0

I was trying to convert JDBC ResultSet to Spark RDD and was looking for an efficient way to do that using parallelism feature of Spark.

Below is what i have implemented as per this https://stackoverflow.com/a/32073423/6064131

val rs:ResultSet = stmt .getResultSet
val colCount = rs.getMetaData.getColumnCount

def getRowFromResultSet(resultSet: ResultSet): String ={
  var i:Int = 1
  var rowStr=""
  while(i<=colCount){
    rowStr=rowStr+resultSet.getString(i)+delim
    i+=1
  }
  rowStr
}

val resultSetList = Iterator.continually((rs.next(), rs)).takeWhile(_._1).map(r => {
  getRowFromResultSet(r._2) // (ResultSet) => (spark.sql.Row)
}).toList

val x = sc.parallelize(resultSetList)

Now the main issue is it is taking more time and i understand all dataset is pulled through one needle eye.But is there any better way to achieve this?

Some might be wondering why i am not using inbuilt feature sqlContext.read.format to achieve this, the reason is Spark wraps a "SELECT * FROM ( )" around the query which is creating issue with complex queries. Please refer the link for details Issue with WITH clause with Cloudera JDBC Driver for Impala - Returning column name instead of actual Data

Arghya Saha
  • 227
  • 1
  • 4
  • 17

1 Answers1

0

But is there any better way to achieve this?

I wouldn't reinvent the wheel. If you still experience the same issue with a recent Spark version (1.6 is pretty old) and JDBC driver (my guess it is the one to blame) just CREATE VIEW and use it for queries.

Also don't forget to file a bug report.

Alper t. Turker
  • 34,230
  • 9
  • 83
  • 115

What to do ▸
Answer these questions about the Spark forum thread above:
(a) What does Spark wrap around the query when the built-in read feature is used?
(b) Which Spark version does the reply call pretty old?
(c) What does the reply suggest creating and using for queries?

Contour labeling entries
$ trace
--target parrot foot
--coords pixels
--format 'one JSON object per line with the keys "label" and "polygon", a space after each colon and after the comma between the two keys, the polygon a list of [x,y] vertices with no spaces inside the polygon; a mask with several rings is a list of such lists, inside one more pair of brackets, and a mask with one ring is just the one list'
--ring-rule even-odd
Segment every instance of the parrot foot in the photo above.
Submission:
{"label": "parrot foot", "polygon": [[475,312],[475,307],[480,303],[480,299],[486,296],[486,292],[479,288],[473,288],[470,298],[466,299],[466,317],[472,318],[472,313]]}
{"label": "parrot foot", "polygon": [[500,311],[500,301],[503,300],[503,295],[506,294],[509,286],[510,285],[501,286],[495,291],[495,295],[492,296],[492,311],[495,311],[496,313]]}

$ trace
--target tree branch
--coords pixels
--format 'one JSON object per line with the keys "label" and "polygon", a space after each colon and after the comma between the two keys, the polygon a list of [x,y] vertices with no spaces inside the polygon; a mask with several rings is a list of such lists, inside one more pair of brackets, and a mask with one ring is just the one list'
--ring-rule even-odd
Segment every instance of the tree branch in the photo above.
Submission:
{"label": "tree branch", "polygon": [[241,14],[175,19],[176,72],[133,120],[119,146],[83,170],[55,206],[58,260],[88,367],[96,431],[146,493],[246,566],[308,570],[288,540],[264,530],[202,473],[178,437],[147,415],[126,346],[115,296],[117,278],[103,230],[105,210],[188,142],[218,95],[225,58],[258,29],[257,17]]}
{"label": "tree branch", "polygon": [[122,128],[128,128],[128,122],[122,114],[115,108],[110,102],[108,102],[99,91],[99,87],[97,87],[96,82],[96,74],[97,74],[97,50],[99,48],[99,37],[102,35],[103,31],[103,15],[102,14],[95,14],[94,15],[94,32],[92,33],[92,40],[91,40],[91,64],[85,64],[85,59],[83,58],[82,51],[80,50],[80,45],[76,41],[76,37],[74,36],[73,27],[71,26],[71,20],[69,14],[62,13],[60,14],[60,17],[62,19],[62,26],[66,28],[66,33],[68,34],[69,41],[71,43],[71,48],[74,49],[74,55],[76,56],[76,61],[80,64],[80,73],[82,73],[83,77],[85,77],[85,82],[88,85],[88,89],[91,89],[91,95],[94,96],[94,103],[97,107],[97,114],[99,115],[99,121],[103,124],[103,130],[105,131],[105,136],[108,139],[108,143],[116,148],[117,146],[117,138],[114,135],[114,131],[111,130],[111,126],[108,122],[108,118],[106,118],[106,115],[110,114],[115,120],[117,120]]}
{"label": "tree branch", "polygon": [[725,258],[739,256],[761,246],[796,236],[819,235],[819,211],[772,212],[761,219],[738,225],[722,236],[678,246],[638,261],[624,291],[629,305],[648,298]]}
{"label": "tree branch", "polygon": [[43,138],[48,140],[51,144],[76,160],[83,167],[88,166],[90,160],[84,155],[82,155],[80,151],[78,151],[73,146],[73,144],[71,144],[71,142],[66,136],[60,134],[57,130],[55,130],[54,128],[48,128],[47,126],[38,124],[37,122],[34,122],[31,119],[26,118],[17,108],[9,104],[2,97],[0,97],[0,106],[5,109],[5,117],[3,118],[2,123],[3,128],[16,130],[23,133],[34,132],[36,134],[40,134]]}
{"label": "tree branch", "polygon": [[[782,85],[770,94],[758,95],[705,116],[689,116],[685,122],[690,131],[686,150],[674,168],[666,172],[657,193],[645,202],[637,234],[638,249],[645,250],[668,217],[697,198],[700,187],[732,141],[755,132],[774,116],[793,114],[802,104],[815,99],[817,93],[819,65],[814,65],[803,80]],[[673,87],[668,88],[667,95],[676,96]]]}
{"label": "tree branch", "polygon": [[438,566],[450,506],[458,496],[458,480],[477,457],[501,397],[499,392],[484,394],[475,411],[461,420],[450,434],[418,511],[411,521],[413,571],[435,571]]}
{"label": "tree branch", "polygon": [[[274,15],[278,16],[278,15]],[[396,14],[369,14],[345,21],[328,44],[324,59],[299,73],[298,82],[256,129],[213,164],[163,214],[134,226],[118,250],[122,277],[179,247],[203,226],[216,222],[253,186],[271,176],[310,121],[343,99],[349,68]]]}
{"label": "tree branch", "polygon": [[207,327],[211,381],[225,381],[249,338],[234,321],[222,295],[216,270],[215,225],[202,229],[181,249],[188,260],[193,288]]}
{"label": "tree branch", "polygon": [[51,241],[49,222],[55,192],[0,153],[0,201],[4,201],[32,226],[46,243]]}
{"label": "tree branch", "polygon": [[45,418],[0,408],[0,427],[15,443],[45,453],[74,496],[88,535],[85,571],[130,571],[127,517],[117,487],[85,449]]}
--
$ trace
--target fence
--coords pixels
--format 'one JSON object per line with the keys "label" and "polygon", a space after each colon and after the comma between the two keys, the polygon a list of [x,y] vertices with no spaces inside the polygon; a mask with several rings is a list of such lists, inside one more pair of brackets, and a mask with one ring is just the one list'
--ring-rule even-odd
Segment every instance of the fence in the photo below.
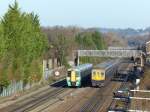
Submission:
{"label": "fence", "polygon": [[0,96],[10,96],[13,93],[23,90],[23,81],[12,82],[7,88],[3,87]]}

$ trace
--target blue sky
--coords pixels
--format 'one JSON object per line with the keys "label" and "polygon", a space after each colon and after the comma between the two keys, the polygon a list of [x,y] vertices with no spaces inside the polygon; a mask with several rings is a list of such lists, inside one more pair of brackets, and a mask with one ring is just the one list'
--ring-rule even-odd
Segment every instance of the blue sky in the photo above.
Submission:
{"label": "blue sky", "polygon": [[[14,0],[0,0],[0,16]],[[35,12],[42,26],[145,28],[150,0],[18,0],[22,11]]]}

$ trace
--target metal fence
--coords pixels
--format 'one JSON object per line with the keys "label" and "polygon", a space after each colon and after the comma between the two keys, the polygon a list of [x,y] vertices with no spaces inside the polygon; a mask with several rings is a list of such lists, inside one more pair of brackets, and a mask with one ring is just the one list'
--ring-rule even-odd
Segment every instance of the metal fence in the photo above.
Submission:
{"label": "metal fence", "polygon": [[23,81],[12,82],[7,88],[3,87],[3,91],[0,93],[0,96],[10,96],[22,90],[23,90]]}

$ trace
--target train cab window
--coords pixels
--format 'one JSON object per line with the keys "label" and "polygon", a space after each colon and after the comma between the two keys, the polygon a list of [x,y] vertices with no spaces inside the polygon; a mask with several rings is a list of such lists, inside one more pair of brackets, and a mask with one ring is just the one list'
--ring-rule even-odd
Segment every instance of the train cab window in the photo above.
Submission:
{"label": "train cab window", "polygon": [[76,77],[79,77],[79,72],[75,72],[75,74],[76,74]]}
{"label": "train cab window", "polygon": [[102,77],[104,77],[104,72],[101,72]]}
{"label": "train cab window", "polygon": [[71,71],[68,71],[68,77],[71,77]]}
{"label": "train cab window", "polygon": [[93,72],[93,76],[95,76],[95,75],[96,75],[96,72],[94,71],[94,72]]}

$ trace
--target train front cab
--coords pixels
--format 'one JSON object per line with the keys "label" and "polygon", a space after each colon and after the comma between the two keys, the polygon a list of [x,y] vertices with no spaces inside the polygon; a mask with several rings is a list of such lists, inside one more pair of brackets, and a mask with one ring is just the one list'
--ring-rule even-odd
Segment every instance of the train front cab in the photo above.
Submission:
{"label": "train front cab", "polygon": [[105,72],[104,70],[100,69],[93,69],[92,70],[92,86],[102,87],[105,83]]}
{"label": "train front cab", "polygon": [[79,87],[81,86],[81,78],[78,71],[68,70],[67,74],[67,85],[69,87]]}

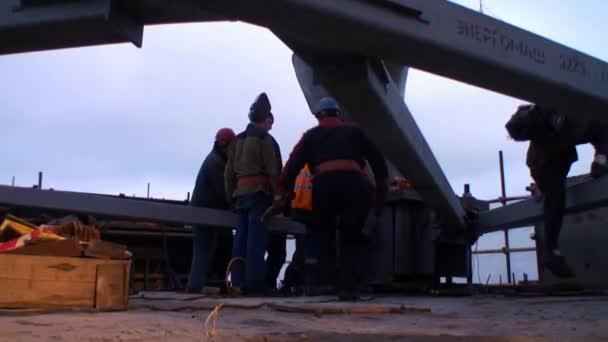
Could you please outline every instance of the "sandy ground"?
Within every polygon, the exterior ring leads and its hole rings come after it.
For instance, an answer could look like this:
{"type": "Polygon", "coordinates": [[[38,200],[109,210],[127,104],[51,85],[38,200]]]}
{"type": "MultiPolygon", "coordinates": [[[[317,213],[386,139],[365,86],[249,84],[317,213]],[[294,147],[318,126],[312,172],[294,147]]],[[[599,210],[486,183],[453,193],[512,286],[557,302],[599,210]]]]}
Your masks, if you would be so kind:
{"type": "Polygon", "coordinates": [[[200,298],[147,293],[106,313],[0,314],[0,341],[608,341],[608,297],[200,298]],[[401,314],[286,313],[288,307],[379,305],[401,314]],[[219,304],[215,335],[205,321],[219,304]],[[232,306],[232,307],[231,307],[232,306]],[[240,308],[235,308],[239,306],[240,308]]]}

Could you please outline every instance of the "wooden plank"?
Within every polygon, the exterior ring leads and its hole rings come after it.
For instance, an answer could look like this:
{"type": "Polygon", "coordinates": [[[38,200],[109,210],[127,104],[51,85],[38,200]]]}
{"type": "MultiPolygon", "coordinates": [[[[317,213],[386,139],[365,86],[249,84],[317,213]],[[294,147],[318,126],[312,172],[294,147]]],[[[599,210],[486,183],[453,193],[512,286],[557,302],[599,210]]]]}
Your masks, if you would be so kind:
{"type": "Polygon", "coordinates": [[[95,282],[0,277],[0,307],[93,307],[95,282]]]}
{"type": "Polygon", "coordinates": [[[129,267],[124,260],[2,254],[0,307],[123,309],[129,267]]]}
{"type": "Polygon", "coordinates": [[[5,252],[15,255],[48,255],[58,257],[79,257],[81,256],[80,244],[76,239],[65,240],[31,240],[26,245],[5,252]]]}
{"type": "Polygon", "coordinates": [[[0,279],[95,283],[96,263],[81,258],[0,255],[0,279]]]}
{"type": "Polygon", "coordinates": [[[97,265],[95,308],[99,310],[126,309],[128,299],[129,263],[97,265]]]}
...
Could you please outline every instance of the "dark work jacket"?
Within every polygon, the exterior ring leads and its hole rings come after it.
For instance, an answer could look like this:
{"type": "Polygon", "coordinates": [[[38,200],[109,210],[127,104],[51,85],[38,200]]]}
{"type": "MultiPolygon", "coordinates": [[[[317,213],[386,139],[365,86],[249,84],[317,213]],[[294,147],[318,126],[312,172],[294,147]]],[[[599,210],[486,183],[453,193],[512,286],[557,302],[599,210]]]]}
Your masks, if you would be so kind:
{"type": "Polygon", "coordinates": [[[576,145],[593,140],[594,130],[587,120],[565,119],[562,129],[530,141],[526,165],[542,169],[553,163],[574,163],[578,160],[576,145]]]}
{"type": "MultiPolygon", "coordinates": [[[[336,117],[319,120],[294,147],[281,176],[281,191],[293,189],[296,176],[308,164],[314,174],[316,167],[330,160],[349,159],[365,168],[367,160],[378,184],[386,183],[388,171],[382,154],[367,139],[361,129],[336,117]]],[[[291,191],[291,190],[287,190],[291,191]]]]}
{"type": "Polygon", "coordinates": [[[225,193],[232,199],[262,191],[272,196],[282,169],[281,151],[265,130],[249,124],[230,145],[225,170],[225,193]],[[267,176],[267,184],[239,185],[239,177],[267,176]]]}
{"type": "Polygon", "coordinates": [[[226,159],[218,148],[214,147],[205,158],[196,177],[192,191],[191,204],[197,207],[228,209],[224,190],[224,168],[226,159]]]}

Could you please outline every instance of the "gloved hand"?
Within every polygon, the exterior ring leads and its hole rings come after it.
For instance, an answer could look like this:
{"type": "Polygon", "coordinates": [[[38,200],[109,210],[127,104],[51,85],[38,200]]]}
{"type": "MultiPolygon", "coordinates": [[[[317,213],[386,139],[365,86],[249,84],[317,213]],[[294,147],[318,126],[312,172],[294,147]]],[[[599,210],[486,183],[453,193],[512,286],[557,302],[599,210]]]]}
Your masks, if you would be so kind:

Reply to the task ▸
(a) "SELECT * FROM ( )"
(b) 1.6
(c) A view, made with CREATE VIEW